Given information:

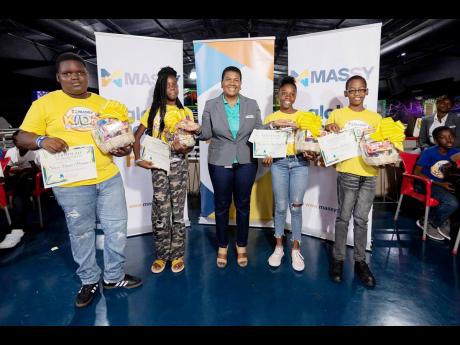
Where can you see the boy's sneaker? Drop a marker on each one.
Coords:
(433, 233)
(86, 294)
(275, 259)
(128, 282)
(444, 230)
(297, 260)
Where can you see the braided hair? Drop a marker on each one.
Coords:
(160, 98)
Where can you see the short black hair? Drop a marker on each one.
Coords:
(437, 131)
(288, 80)
(231, 69)
(357, 76)
(68, 56)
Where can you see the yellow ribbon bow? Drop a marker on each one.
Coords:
(390, 130)
(115, 110)
(310, 121)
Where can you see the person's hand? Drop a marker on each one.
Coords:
(267, 161)
(122, 151)
(447, 185)
(178, 147)
(54, 145)
(332, 127)
(145, 165)
(310, 155)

Task brief: Quote every line of the records above exactly; no picture is to be copied.

Exercise answer:
Where can you see the boy's sneaker? Drop a marker on each one.
Coords:
(433, 233)
(86, 294)
(275, 259)
(128, 282)
(444, 230)
(297, 260)
Where can you see the braided hair? Drop a marker on each one.
Coords:
(160, 98)
Where can you see the short black hair? Drop a marker on each one.
Coords:
(437, 131)
(288, 80)
(231, 69)
(357, 76)
(68, 56)
Where can you see the yellow ribbon bow? Drop a marker on each one.
Coords:
(390, 130)
(115, 110)
(310, 121)
Where can you see the person's hand? Drop a marker on each one.
Coords:
(267, 161)
(122, 151)
(447, 185)
(178, 147)
(54, 145)
(332, 127)
(145, 165)
(310, 155)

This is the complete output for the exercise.